OBJECTIVE A: Format the point placement records, from the line with "Where can the distant" through the end of the records, as a two-column CSV with the columns request and points. Give one row per request, with its text and its answer each in a single quoted field and line breaks replaced by spaces.

People Power: Solar Votes have the Power to Decide the Next Federal Election


Issue: 4 November 2012

Media Release


As reported today in:


People Power: Solar Votes have the Power 

to Decide the Next Federal Election


For the first time Australia has a solar electorate map which shows where householders are investing in solar panels and hot water systems to cut their power bills.

The new map will help federal MPs see just how many solar voters there are in their local area and demonstrate how important the Renewable Energy Target is for their electorate.

The data produced by respected solar consulting firm Sunwiz and released by the Australian Solar Council, 100% Renewables and the Solar Energy Industries Association, shows particularly high solar take-up in the mortgage belts of our big cities and in rural areas, particularly in Liberal and National Party electorates. Many of these are marginal seats.

[Point placement records]
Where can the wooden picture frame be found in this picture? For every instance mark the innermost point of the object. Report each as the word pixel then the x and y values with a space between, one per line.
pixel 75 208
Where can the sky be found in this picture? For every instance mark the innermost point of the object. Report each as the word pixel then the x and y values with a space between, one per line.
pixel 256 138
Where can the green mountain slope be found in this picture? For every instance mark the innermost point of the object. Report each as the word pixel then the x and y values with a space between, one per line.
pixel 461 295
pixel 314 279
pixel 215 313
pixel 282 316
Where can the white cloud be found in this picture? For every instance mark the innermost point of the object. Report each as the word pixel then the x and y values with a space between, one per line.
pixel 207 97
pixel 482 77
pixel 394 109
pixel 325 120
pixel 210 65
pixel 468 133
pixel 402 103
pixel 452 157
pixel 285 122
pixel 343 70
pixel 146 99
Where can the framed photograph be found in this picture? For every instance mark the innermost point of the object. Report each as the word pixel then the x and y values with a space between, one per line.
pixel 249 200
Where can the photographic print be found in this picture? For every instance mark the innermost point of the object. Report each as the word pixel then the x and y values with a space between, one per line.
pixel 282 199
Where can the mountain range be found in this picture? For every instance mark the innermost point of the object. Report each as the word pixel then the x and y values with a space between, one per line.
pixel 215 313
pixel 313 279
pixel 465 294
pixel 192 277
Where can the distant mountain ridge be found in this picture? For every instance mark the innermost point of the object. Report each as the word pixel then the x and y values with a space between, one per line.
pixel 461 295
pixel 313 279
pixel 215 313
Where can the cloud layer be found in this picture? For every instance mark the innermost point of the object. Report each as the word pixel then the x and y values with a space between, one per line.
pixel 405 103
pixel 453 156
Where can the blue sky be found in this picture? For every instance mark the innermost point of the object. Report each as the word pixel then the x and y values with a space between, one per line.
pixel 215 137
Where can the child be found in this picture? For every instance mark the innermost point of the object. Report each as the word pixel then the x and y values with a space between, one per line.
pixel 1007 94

OBJECTIVE B: Resume the media release on the solar electorate map from its last sentence.

TASK OUTPUT A:
request,points
"Where can the distant mountain ridge be found in this picture? For every instance mark the innermost point of the object. Report each as the word pixel then the x and y values with a space between, one per line.","pixel 461 295 pixel 313 279 pixel 215 313"
"Where can the cloud layer be found in this picture? For every instance mark the innermost point of the object. Report each as the word pixel then the x and y values with a space between, one per line.","pixel 405 103 pixel 453 156"
"Where can the blue sky be found in this picture? For every instance mark the innermost point of the object. Report each as the word pixel then the x and y values with a space between, one per line.","pixel 215 137"
"Where can the child be found in this picture? For every instance mark the innermost point of the object. Report each as the word pixel then the x and y values with a space between, one per line.","pixel 1007 94"

TASK OUTPUT B:
The Prime Minister's electorate of Lalor, in Melbourne, has the second highest uptake of solar panels and hot water systems. The leading electorate is Wright in south-east Queensland, held by the LNP's Scott Buchholz.

If people vote on the basis of which party has helped them install solar and manage their power bills, or will help them best in the future to meet the upfront cost of solar, a small number of solar voters will be able to change the outcome in a number of key marginal seats.

"Political parties' ongoing support for the Renewable Energy Target (RET) will be watched closely by voters" said John Grimes, Chief Executive of the Australian Solar Council.

"Four million Australians now have solar on their roofs, thanks to the Renewable Energy Target, and we know many more Australians want to go solar to cut their power bills", said Mr Grimes. "This is true peoples' power."

A recent draft report by the Climate Change Authority has flagged substantial changes to the Renewable Energy Target, which have the potential to significantly reduce support for Australian families to help them install solar.

"Support for solar will be a hot issue in the 2013 election" said Lindsay Soutar, 100% Renewables National Campaign Co-ordinator. 

"Solar offers householders the ultimate financial control over their power bills so voters will be looking to see which party will help them manage their energy bills now and in the future."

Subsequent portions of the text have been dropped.